** QUOTED TEXT **
· · · · · · ·
International Affairs

With the increasing importance of world issues to the United States, employment opportunities in government, international organizations, and business continue to expand. Today there is an urgent need for college graduates with a strong background in international affairs. To meet this need, the University of Colorado offers a comprehensive and flexible interdisciplinary program in international affairs leading to the BA degree.

The undergraduate degree in international affairs emphasizes knowledge and awareness of:

  • major political, economic, social, and ­cultural problems facing the international community, including international economic relations, world population, and ­resource utilization
  • the international political system in the broadest global context, international organizations and alliances, and foreign political systems and processes
  • ethical issues involved in international relations
  • patterns of conflict and ­cooperation among nations and peoples
  • chief historical factors that give rise to existing international institutions and processes
  • problems and issues in United States foreign policy  

In addition, students completing the ­degree in international affairs are expected to acquire the ability and skills to:

  • analyze an international problem from a political, economic, historical, and cultural perspective
  • read, critically evaluate, and synthesize information obtained from international affairs literature
  • analyze international phenomena critically 
  • communicate, orally and in writing, findings to other students of international affairs and to a broader audience

Course code for this program is IAFS. 

Bachelor's Degree Program(s)

Bachelor’s Degree in International Affairs

Students must complete the general requirements of the College of Arts and Sciences and a minimum of 51 hours of specified courses with a grade of C- or better (none may be taken pass/fail), distributed as follows

Required Courses and Semester Credit Hours

Lower-division (18 hours)

  • ECON 2010 Principles of Microeconomics—4 
  • ECON 2020 Principles of Macroeconomics—4
  • IAFS 1000 Global Issues and International Affairs—4
  • PSCI 2012 Introduction to Comparative Politics—3
  • PSCI 2223 Introduction to International Relations—3


Complete the requirements listed below for functional area, geographic concentration, major elective, foreign language, and senior seminar.  IAFS 3000 can be repeated up to 9 credits for different topics.    

  • Functional Area (18 hours)
    Students must complete one class in each of the four functional areas and complete two additional classes in any functional area.  Students cannot apply more than four functional area classes from any one department. 

Development and Culture (Functional Area I)
ANTH 4020 Explorations in Anthropology (approved sections only); ANTH 4500 Cross-cultural Aspects of Socioeconomic Development; ANTH 4510 Applied Cultural Anthropology; ECON 3784 Economic Development; ECON 4774 Economic Reform in the Developing Countries; ECON 4784 Economic Development; ECON 4794 Economic Growth; GEOG 3682 Geography of International Development; GEOG/ECON 4292 Migration, Urbanization, & Development; JOUR 4201 International Mass Communication (International Media Certificate students only); LING 3545 World Language Policies; PSCI 4012 Global Development; PSCI 4732 Critical Thinking in Development; SOCY 3002 Population and Society; SOCY 3012 Women & Development; SOCY 4007 Global Human Ecology; SOCY 4052 Social Inequalities of Health; WMST 3500 Global Gender Issues; WMST 4300 Sex, Power, and Politics: International Perspectives

International Economics, Business, and Political Economy (Functional Area II)
· · · · · · ·
Dataset excerpt:
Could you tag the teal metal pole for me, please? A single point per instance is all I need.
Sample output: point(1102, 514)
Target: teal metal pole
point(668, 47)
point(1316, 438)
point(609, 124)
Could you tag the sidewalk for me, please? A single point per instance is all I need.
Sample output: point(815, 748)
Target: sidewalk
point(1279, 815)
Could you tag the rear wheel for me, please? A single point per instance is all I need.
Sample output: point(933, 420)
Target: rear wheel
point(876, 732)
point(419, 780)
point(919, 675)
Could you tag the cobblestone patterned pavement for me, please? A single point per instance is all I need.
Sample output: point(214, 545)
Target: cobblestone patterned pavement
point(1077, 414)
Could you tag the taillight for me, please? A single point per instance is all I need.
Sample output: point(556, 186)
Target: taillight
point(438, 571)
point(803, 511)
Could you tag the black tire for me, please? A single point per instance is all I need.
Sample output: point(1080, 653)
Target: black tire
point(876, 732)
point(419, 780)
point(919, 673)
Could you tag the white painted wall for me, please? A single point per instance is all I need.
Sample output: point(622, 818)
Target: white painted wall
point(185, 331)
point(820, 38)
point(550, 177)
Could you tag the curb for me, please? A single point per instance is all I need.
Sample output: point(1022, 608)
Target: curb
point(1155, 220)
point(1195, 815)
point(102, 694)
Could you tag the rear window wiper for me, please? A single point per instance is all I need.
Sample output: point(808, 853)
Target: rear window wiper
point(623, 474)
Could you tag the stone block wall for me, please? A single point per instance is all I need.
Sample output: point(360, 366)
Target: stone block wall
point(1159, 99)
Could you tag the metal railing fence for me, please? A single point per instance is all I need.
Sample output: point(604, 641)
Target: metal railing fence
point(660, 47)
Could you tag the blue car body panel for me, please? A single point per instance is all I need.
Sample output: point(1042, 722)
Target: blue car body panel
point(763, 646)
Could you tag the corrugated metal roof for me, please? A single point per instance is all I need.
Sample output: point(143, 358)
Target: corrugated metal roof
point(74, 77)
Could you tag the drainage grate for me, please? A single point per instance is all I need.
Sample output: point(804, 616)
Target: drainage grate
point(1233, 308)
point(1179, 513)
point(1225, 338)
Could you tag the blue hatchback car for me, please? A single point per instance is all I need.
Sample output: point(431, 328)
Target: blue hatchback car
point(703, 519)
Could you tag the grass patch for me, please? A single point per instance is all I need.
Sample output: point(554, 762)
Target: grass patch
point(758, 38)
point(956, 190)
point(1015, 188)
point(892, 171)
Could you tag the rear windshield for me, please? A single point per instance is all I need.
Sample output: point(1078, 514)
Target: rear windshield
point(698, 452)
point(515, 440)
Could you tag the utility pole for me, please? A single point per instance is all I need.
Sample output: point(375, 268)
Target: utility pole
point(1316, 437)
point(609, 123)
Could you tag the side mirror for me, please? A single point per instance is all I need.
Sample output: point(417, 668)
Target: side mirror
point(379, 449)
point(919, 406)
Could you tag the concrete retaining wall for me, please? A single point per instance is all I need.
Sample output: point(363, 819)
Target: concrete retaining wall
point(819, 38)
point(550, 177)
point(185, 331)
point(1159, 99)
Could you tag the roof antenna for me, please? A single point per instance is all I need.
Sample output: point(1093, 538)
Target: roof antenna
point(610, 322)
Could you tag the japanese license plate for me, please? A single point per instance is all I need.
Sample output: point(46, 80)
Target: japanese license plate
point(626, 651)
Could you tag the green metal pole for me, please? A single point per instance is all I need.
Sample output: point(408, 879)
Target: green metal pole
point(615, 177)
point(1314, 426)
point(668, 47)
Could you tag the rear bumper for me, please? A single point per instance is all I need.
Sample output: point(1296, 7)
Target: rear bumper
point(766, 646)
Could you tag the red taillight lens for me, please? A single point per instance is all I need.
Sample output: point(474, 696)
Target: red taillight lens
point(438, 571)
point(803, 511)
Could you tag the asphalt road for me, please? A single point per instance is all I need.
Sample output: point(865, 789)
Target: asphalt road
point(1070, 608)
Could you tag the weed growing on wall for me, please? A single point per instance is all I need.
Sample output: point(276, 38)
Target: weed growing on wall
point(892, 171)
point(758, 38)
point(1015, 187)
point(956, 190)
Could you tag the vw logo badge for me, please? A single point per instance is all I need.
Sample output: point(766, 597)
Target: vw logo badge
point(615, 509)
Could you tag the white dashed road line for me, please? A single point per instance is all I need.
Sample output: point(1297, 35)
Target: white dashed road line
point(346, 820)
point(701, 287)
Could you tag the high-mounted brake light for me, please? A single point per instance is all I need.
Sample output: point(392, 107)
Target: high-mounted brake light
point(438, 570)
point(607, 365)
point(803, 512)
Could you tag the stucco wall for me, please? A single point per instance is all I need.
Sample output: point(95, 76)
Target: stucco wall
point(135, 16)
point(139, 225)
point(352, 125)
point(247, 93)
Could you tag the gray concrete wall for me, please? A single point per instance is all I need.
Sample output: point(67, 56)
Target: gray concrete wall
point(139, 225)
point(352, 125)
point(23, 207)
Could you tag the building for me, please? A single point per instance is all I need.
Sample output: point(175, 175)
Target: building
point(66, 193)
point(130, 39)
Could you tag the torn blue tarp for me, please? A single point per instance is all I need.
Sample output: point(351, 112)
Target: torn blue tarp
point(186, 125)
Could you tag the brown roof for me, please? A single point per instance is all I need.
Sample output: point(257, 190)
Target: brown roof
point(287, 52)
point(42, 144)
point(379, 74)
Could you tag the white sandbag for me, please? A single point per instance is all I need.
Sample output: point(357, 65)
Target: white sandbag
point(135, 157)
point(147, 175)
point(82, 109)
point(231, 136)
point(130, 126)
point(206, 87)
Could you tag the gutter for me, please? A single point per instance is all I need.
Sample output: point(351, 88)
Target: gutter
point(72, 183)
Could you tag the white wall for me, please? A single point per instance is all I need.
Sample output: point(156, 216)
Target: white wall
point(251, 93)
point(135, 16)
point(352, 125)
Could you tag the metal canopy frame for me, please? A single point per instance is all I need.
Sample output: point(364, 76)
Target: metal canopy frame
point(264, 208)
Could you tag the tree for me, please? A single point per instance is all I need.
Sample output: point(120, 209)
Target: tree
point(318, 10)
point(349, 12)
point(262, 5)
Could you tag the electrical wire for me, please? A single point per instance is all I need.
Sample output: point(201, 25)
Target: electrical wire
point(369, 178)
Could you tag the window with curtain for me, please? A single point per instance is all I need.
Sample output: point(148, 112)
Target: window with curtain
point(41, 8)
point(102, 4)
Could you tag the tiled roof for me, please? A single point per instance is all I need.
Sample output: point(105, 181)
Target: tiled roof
· · · · · · ·
** TASK GOAL **
Answer these about the international affairs program description:
(a) What is the course code for this program?
(b) What is the minimum number of hours of specified courses a student must complete, and with what lowest grade?
(c) How many hours does the functional area requirement carry?

** FINAL ANSWER **
(a) IAFS
(b) 51 hours, with a grade of C- or better
(c) 18 hours